**EXERCICE:** D'après le document ci-dessous, combien d'écoles fonctionnaient en France selon le système de l'enseignement mutuel autour de 1830 ?

**DOCUMENT:**
※

C’est dans les vieux pots qu’on fait les meilleurs ragoûts…sauf si on utilise des ingrédients douteux !

Capture d’écran 2015-04-29 à 15.46.30Quelle surprise ce soir en rentrant du travail : j’ouvre le toujours délectable magazine de l’APEL (Association des Parents de l’Enseignement Libre), Famille et Éducation, dont la maquette impeccable me rassure quant à la destination de ma cotisation annuelle, et je tombe avec stupeur sur un article intitulé “Avec la classe inversée, la pédagogie se réinvente”.

On nous y relate l’aventure exaltante d’une classe de 2nde SES du lycée Jeanne d’Arc d’Albertville, qui a la chance de voir à chaque cours son professeur d’économie se mettre au fond de la classe afin que des élèves prennent sa place. A l’heure où plus personne ne veut devenir enseignant et où tout le monde nous regarde d’un œil empli de condoléances lorsqu’on annonce notre métier, ce professeur a trouvé la solution : se faire remplacer par les élèves, qui, eux, sont bien obligés de venir à l’école. Malin ! “Les élèves reçoivent les cours au fur et à mesure pour les préparer chez eux”, puis, “en classe ils mettent leurs recherches en commun ou se consacrent aux exercices”. On m’en avait parlé il y a 15 ans, lors des séances fort drôles au cours desquelles les innénarrables pédagogistes qui sévissaient à l’IUFM de Pontoise essayaient de me convertir aux dogmes de leur secte. Mais je n’y croyais guère car…ce qu’on nous vendait comme une nouveauté renversante de modernité n’était qu’une vieille lune qui avait fait couler beaucoup d’encre au début du XIXème siècle, quand on l’avait importée d’Angleterre sous le nom d’enseignement mutuel. Autour de 1830, jusqu’à 2000 écoles avaient fonctionné en France selon ce système dans lequel les élèves s’instruisent entre eux, sous la férule lointaine et organisatrice d’un maître unique, qui peut ainsi prendre en charge plusieurs centaines d’élèves ! Mais l’Etat français avait fini par l’interdire après 1833 sous l’impulsion de François Guizot puis de Victor Cousin, convaincus par les nombreux arguments des détracteurs de ce système tentaculaire.

On nous ressort donc un débat datant de presque deux siècles en essayant de nous faire prendre ce vieux pot pour l’idée qui sauvera l’élève de l’ennui et l’école du marasme.

※

[Données collectées]
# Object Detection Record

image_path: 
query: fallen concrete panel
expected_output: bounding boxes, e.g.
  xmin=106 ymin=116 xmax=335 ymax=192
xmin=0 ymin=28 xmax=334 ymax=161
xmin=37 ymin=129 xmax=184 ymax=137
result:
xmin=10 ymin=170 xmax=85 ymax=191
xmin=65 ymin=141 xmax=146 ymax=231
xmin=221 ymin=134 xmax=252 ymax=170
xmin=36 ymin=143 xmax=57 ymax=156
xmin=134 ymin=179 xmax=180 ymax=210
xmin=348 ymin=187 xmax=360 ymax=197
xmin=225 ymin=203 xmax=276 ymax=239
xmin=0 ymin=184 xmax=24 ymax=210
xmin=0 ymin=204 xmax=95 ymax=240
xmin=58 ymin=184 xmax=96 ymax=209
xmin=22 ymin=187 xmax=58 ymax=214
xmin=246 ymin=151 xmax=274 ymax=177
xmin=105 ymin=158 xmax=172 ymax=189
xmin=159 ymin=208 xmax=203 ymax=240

※

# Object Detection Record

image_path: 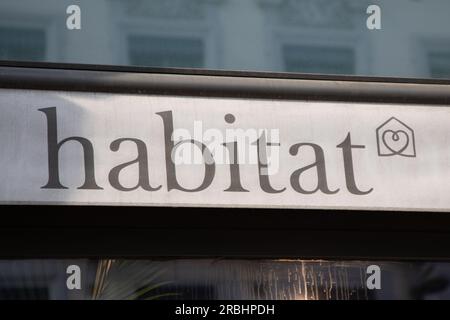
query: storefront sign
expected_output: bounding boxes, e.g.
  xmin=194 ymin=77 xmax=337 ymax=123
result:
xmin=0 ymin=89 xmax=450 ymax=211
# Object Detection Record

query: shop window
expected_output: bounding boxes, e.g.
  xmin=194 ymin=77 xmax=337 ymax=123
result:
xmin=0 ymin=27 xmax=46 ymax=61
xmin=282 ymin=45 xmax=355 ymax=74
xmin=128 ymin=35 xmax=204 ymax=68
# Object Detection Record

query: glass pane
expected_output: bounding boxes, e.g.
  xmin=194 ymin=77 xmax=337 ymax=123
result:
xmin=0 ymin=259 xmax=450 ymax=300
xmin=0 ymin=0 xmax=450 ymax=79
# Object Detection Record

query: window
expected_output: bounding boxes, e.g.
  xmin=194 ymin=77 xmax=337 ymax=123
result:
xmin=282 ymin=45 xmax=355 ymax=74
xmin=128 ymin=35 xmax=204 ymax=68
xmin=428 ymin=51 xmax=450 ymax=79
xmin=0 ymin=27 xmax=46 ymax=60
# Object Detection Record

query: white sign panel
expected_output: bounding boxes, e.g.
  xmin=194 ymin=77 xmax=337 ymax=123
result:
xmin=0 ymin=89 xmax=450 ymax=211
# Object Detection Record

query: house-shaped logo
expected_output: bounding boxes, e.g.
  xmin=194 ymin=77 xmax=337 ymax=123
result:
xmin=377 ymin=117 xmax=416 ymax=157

※

**CORRIGÉ:** Jusqu'à 2000 écoles.